Passage shown:
+-------+

# Chain Sprockets



## gabby (Mar 13, 2012)

Hi there all,
        Yup Chain Sprockets, Does anyone know if there are formula's etc. to enable me to manufacture a set of sprockets to suit an old model that I am resurrecting.
I need to keep it with the chain driven timing to make it look right.
Cheers
Graham


----------



## b.lindsey (Mar 13, 2012)

Graham, If you have access to a copy of machinery's handbook there is a lot of information there on chain sprockets, including formulae, based on the size of the chain, pitch, etc.

Bill


----------



## gbritnell (Mar 13, 2012)

Here's a simplified version. 
http://www.gizmology.net/sprockets.htm
gbritnell


----------



## gabby (Mar 14, 2012)

Hi there Bill and gbritnell,
                 Sorry Bill but I don't have a copy of the handbook, that is on the wish list at the moment.
The gizmology layout looks easy to follow, but to be sure I will make a couple out of scrap to see if I can get the theory right before I waste some Brass or similar.
Many thanx gentlemen.
Graham


----------



## tel (Mar 14, 2012)

That's always a good approach Graham, know where you are goig before you set out.


----------



## popnrattle (Mar 18, 2012)

Hello, I have uploaded a video to youtube that you could try. I use autocad '04 in this video and hopefully it is clear enough for you to understand. Then, I import to the cam software. Also included is the chain size chart with standard pitches and corresponding roller sizes. Let me know if you got any questions. Good luck. Later, Rick.

[ame]http://www.youtube.com/watch?v=N8bcoL-4jwg[/ame]


----------



## kvom (Mar 18, 2012)

The gear template generator software from woodgears.ca will generate sprockets as well as gears. If you post up the dimensions of the chain I'd be happy to plug them in and send you a drawing.


----------



## gabby (Mar 19, 2012)

;D Hi All,
      Many thanks for the replies, I have had a look at the various leads to making chain sprockets and have found that the link from gbritnell seems to have a flaw in the calcs, I got every thing worked out up to the point of "cot", that bit I can't seem to get my head around.

+-------+

Extracted material:
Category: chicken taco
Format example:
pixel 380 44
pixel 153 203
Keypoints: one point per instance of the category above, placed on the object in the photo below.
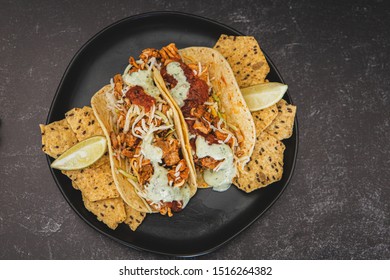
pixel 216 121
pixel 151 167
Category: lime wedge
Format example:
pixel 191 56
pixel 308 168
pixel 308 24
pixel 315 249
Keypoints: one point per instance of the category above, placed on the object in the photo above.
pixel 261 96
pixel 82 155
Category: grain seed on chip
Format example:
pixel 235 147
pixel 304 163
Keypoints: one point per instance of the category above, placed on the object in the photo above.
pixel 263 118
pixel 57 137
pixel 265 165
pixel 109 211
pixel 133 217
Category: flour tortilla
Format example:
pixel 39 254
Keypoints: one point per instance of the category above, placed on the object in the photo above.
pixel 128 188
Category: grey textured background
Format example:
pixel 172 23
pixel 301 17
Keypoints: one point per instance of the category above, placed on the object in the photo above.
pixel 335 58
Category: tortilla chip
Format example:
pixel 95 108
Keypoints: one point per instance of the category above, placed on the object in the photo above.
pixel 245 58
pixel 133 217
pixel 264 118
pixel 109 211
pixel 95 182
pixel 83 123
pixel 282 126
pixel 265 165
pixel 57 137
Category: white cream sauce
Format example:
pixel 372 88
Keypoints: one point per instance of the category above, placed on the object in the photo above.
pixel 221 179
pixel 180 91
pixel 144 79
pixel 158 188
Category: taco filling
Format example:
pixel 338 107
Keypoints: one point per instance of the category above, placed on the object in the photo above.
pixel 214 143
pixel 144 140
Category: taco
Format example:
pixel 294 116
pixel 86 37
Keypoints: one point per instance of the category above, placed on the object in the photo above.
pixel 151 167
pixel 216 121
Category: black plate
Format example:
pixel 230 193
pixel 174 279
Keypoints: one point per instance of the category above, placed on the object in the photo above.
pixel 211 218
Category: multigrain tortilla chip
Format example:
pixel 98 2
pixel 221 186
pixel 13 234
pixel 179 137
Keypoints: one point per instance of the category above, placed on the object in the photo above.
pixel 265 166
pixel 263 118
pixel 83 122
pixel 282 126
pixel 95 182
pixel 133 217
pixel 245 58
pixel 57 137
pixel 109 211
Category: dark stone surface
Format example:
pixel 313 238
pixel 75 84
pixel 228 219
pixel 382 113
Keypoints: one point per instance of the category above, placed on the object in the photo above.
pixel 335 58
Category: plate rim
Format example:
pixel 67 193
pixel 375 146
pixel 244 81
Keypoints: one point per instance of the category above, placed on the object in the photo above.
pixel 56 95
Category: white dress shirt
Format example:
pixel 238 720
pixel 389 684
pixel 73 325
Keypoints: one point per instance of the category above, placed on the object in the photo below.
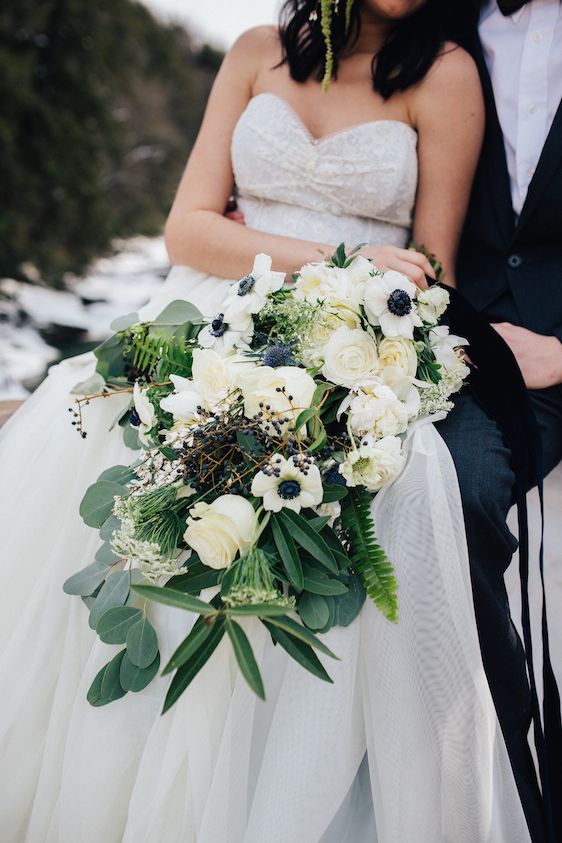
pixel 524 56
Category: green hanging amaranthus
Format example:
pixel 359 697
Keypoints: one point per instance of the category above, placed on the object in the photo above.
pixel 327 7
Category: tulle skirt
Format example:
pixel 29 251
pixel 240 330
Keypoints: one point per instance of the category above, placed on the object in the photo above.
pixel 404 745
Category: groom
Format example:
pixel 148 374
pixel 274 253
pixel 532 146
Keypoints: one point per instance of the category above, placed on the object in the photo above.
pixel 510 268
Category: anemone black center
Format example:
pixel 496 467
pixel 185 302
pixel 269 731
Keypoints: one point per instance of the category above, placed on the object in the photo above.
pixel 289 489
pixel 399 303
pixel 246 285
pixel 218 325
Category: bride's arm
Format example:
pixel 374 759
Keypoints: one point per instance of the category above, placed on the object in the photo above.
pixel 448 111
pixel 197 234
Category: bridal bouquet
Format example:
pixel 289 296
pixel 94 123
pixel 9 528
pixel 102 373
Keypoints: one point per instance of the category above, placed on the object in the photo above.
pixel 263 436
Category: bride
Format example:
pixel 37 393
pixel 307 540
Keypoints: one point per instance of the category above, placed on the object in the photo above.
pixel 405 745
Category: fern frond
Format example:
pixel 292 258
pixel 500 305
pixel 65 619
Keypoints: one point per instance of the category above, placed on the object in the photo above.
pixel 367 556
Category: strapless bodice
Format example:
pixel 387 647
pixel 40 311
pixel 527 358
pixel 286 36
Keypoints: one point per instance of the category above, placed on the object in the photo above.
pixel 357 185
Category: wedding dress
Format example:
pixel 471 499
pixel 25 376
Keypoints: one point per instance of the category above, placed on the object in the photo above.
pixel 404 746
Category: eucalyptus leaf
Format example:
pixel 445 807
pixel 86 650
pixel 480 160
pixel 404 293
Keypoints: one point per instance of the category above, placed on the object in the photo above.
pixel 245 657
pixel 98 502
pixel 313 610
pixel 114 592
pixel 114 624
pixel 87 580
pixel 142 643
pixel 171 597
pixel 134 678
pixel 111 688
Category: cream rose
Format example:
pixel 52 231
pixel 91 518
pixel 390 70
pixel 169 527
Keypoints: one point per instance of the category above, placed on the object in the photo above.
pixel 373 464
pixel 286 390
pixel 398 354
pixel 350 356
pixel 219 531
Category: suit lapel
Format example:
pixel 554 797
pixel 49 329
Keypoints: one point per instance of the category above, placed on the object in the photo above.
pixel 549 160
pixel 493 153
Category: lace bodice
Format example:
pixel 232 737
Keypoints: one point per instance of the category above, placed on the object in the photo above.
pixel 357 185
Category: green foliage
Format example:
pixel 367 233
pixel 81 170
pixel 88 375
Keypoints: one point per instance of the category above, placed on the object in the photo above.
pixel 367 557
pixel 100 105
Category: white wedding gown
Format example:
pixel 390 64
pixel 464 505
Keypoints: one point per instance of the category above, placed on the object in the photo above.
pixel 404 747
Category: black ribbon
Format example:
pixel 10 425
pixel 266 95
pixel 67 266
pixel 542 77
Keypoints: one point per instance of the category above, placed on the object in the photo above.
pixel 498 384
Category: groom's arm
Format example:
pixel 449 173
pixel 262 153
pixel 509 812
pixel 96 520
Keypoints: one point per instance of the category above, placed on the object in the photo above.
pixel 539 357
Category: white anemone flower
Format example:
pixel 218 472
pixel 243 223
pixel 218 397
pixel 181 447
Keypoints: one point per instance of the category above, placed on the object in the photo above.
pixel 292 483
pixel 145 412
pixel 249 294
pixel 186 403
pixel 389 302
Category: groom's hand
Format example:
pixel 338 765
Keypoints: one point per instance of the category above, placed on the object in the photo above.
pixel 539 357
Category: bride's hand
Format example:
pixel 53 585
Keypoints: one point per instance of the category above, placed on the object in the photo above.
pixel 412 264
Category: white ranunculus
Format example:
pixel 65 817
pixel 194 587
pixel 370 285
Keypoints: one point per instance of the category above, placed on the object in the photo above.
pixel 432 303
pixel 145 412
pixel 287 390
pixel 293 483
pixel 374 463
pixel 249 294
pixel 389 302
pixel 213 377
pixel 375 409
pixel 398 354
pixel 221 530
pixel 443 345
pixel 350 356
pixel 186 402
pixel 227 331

+-------+

Requirements:
1. Using the chain sprockets thread, say whether each statement agrees with it. Answer yes or no, and quote the words that decide it.
(a) Graham already owns a copy of Machinery's Handbook.
(b) popnrattle made the video using AutoCAD '04.
(c) kvom offered to send a drawing if given the chain dimensions.
2. Reproduce the chain sprockets thread word for word. Begin at the words that contain "## tel (Mar" and stop after "luck. Later, Rick.".
3. Resume the chain sprockets thread from the point where it stops.

Responses for each task:
1.
(a) No: "Sorry Bill but I don't have a copy of the handbook, that is on the wish list at the moment."
(b) Yes: "I use autocad '04 in this video"
(c) Yes: "If you post up the dimensions of the chain I'd be happy to plug them in and send you a drawing."

2.
## tel (Mar 14, 2012)

That's always a good approach Graham, know where you are goig before you set out.


----------



## popnrattle (Mar 18, 2012)

Hello, I have uploaded a video to youtube that you could try. I use autocad '04 in this video and hopefully it is clear enough for you to understand. Then, I import to the cam software. Also included is the chain size chart with standard pitches and corresponding roller sizes. Let me know if you got any questions. Good luck. Later, Rick.

3.
Please tell me if I missed something as my school boy math days were so long ago lol.
The wooden sprocket calc is nice and gives me a very easy way to design a sprocket and at some point in the future I will probably buy the program as it is useful for gears as well.
Also I don't have any form of automation in the shed as I run my lathe and mill on manual mainly because to many buttons will only confuse the hell out of me (ha ha is that a logical answer ?).
However this problem I have with the above calc with the "cot" in it has me itching to find out what it stands for, I even tried "cos" in case it was a miss print then I thought to myself, hmmm other people have used this process, there must be a simple answer that I have missed.
Please tell me because those sorts of things spook me until I get a logical answer and I can then complete the design of the sprocket.
Also please don't get me wrong, I'm not complaining, whinging or any other form of negative thinking, I just have a burning need to know. ??? ??? ??? :


----------



## gabby (Mar 19, 2012)

Also I just have to get a copy of Machinery Handbook.
Many many thanx to all
Graham


----------



## kvom (Mar 19, 2012)

In math, COT stands for cotangent.


----------



## Mainer (Mar 19, 2012)

There do exist form cutters for chain sprockets similar to those available for cutting gear teeth. Presumably they come in sets of 8 or 15. I know they exist because I have a couple of them that were part of a box lot or something I picked up years ago. They are far too large to be useful, but of course I haven't gotten rid of them.

I suspect, however, that even if you could find one in the size you needed, it would be prohibitively expensive.
I've never seen any for sale.


----------



## n4zou (Mar 19, 2012)

What size sprockets and chain do you require? Have you thought of using bicycle sprockets and chain? I have taken apart a new Cassette (Sprocket cluster attached to the rear wheel hub) and used two of the sprockets for cam timing. 
Here is a perfect example:
*Nashbar 8-speed Cassettes*
http://www.nashbar.com/bikes/Product_10053_10052_174999_-1_203103_10000_202344

SIZE 2 has 12 and 24 tooth sprockets that would work fine for a chain driven cam timing system. 

If you only need 2 sprockets with the same tooth count for a steam engine this link has them in several different toot counts. 
https://www.jrbicycles.com/storefront/index.php?act=viewProd&productId=660


----------



## gabby (Mar 20, 2012)

Hi All,
   Firstly many thanx for the great communications, I am trying my best to not use bicycle sprockets as I feel the chain would look way to chunky for the end look of the engine.
What I am hoping to use is 1/4" centre chain at a 2 to 1 ratio, the driving sprocket that I was hoping to use is 18 teeth and 1 1/2" diameter, but looking at it I feel that I may require a smaller driver (maybe 14 teeth) as the size of the o/all of the bigger sprocket may almost encroach on the teeth of the smaller one.
So I may be making both gears, I had also had thoughts of making a cutter (not unlike a gear cutter) to cut the teeth, I can only assume that this process has been done before.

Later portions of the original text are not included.